→ WHAT THE TASK ASKS: Your answer should hold the data exactly as given, minus any picture.

(Region pointing data)
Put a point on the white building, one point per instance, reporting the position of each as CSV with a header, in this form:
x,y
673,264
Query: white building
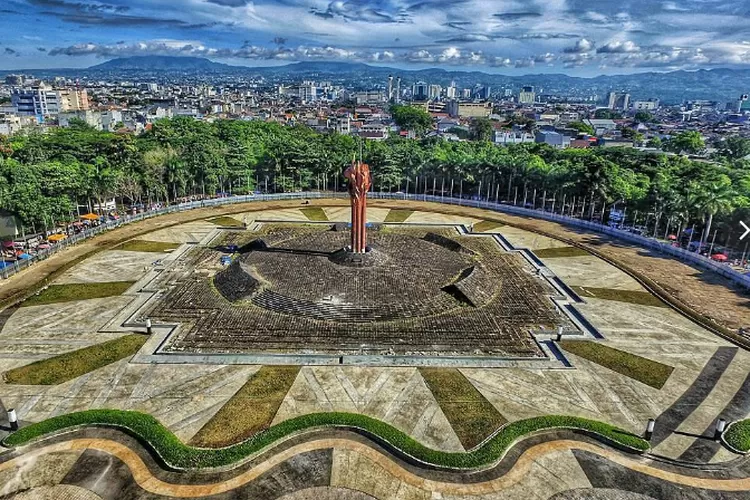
x,y
369,97
527,95
649,105
506,137
91,118
618,100
40,100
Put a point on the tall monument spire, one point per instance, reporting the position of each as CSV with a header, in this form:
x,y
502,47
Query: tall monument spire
x,y
358,174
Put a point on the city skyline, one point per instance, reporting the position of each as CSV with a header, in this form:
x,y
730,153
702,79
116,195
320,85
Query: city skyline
x,y
510,37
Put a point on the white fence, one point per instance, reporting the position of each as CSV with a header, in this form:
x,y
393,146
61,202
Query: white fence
x,y
649,243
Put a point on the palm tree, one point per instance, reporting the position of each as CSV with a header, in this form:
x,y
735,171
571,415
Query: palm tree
x,y
717,197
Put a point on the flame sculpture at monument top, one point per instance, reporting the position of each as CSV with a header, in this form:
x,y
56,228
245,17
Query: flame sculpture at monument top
x,y
358,174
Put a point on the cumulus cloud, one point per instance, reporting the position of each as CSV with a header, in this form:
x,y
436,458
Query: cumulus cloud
x,y
581,46
618,47
355,11
562,33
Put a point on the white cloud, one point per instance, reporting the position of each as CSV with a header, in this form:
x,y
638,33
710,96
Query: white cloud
x,y
581,46
618,47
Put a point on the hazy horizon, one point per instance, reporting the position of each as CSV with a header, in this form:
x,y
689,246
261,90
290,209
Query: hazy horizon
x,y
497,37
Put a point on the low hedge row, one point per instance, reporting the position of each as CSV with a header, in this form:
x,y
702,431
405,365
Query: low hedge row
x,y
738,435
179,455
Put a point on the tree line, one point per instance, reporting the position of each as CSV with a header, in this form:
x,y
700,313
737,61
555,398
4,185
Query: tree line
x,y
44,178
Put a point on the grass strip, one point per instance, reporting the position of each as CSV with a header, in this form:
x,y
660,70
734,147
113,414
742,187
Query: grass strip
x,y
396,215
67,366
180,455
77,291
486,225
642,369
225,221
148,246
638,297
250,410
316,214
472,417
551,253
738,435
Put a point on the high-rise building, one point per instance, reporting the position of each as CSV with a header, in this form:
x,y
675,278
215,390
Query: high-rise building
x,y
450,92
527,95
649,105
39,100
73,100
618,100
419,91
482,93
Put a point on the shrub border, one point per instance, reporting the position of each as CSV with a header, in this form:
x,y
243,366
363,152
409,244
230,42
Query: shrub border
x,y
180,456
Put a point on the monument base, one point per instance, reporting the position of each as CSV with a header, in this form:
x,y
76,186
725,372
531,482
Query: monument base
x,y
369,258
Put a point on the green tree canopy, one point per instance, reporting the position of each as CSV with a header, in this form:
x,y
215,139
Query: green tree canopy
x,y
411,118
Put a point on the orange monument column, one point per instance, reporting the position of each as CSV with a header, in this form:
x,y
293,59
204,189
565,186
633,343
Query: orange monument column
x,y
358,174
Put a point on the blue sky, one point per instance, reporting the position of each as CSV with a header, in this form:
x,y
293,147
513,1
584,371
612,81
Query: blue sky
x,y
581,37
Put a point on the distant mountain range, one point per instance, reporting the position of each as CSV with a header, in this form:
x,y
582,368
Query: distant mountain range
x,y
671,87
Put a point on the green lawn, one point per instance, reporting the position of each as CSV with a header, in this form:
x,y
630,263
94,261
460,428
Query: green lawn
x,y
177,454
77,291
316,214
73,364
551,253
472,417
738,435
225,221
250,410
638,297
148,246
636,367
396,215
486,225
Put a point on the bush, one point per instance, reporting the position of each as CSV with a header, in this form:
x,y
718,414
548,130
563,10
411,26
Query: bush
x,y
179,455
738,435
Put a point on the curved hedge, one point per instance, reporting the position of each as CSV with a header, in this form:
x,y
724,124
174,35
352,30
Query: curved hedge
x,y
738,435
179,455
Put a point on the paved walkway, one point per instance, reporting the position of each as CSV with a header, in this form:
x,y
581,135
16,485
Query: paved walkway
x,y
538,468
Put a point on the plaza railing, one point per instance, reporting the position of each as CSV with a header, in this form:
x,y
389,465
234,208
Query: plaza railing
x,y
643,241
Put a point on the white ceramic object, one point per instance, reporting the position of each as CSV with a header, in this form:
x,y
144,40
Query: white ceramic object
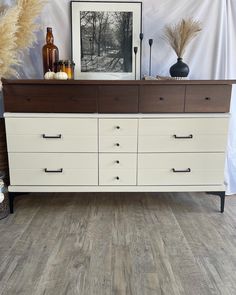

→ RESULT OF THE EXERCISE:
Put a point on the white building, one point per instance, reporting the position of each as CSV with a header, in this form:
x,y
673,264
Query: white building
x,y
369,97
527,95
649,105
506,137
91,118
618,100
40,100
Put a point on the tall monument spire, one point per instance, reporting the position of each as CSV with a header, in this form:
x,y
502,47
Query: tall monument spire
x,y
358,174
Put a point on the city skyline, one point per instance, reporting the position of each as CSV with a header, in this form:
x,y
730,153
702,79
116,195
320,85
Query: city skyline
x,y
510,37
Put a point on the white fence, one point per instance, reporting the position of each as CSV with a header, in this form:
x,y
393,146
61,202
Query: white fence
x,y
649,243
Put a point on the palm tree, one point per instance, reporting the position of each as CSV with a header, in this form:
x,y
735,171
571,415
Query: palm tree
x,y
717,197
Put a point on the flame sculpture at monument top, one point per instance, reporting the position of each as CSV with a header, in this form:
x,y
56,228
245,17
Query: flame sculpture at monument top
x,y
358,174
Put a point on the cumulus cloud, one point per instance, reporting the position of each as CSV with a header, in this form:
x,y
436,458
Query: cumulus cloud
x,y
581,46
618,47
355,11
562,33
Put a point on the white cloud, one point per instance, reporting the position of each as CSV with a header, in this form:
x,y
638,33
710,96
Query: white cloud
x,y
581,46
618,47
Put a point on the hazy horizon, one point per instance, reporting the position of each as CSV with a header, in this form:
x,y
689,246
261,90
290,209
Query: hazy horizon
x,y
497,37
Put a point on the low hedge row, one point per instance, reporting the position of each as CSV with a header, in this form:
x,y
702,431
405,365
Query: low hedge row
x,y
738,435
179,455
Put a point on the tree line, one point per instance, reporting the position of each as CSV with a header, in this form:
x,y
700,313
737,61
555,398
4,185
Query: tree line
x,y
44,178
Put a point on the grass strip, one point per instance, reporting the position of each as CSV with a header, in this form:
x,y
660,70
734,147
113,414
742,187
Query: grass strip
x,y
396,215
67,366
180,455
77,291
486,225
642,369
225,221
148,246
638,297
250,410
316,214
472,417
551,253
738,435
Put a point on the high-rise building, one point per instance, reporting the position of each as CSV with a header, in this form:
x,y
675,278
215,390
Query: high-rise building
x,y
450,92
527,95
649,105
39,100
73,100
618,100
419,91
482,93
Put a point on the shrub border, one point per instance, reporting the position of each as CSV with a header, in this form:
x,y
243,366
363,152
409,244
230,42
Query: shrub border
x,y
180,456
Put a point on the monument base, one point per instance, reporting the position of each as CSV with a header, in this form:
x,y
76,186
725,372
531,482
Query: monument base
x,y
369,258
Put a point on the green tree canopy, one point per instance, reporting the position of each as CSV with a header, in this form:
x,y
215,139
Query: green tree canopy
x,y
411,118
Put a point on the orange monument column, one point per instance, reporting the position of each as CSV with a header, in this form:
x,y
293,59
204,189
565,186
633,343
Query: orange monument column
x,y
358,174
Put a point on the blue sky, one point per instance, reporting the position of each as CSV with a header, in this form:
x,y
293,147
513,1
584,371
612,81
Query: blue sky
x,y
581,37
Put a point on the distant mountain range, one point per instance, reporting the position of each as CSV with a header, in this form:
x,y
582,368
Query: distant mountain range
x,y
671,87
Put a point on the green lawn, one point per instance, reporting the position of each as CSV with a header, in this form:
x,y
630,263
94,261
460,428
Query: green lawn
x,y
177,454
77,291
316,214
73,364
551,253
472,417
738,435
225,221
250,410
638,297
148,246
636,367
396,215
486,225
Put a point on the bush, one point per instance, reporting the position of each as CSV with a header, in this form:
x,y
718,414
548,130
563,10
411,26
Query: bush
x,y
179,455
738,435
Put a point on the curved hedge, one point per instance, reporting the position of each as CSV with a header, in this form:
x,y
724,124
174,35
352,30
Query: curved hedge
x,y
738,435
179,455
Put a point on the paved walkway, one point per instance, reporting the position of each as CSV with a header, in this form:
x,y
581,135
16,485
Query: paved walkway
x,y
538,468
Put a point on the plaza railing, one point per instance, reporting the position of each as CSV with a header, in this form:
x,y
389,465
234,208
Query: plaza railing
x,y
643,241
Put a point on the white ceramic object, one point per instance, reporting the position of each as CSV with a header, in this form:
x,y
144,40
Query: white ceramic object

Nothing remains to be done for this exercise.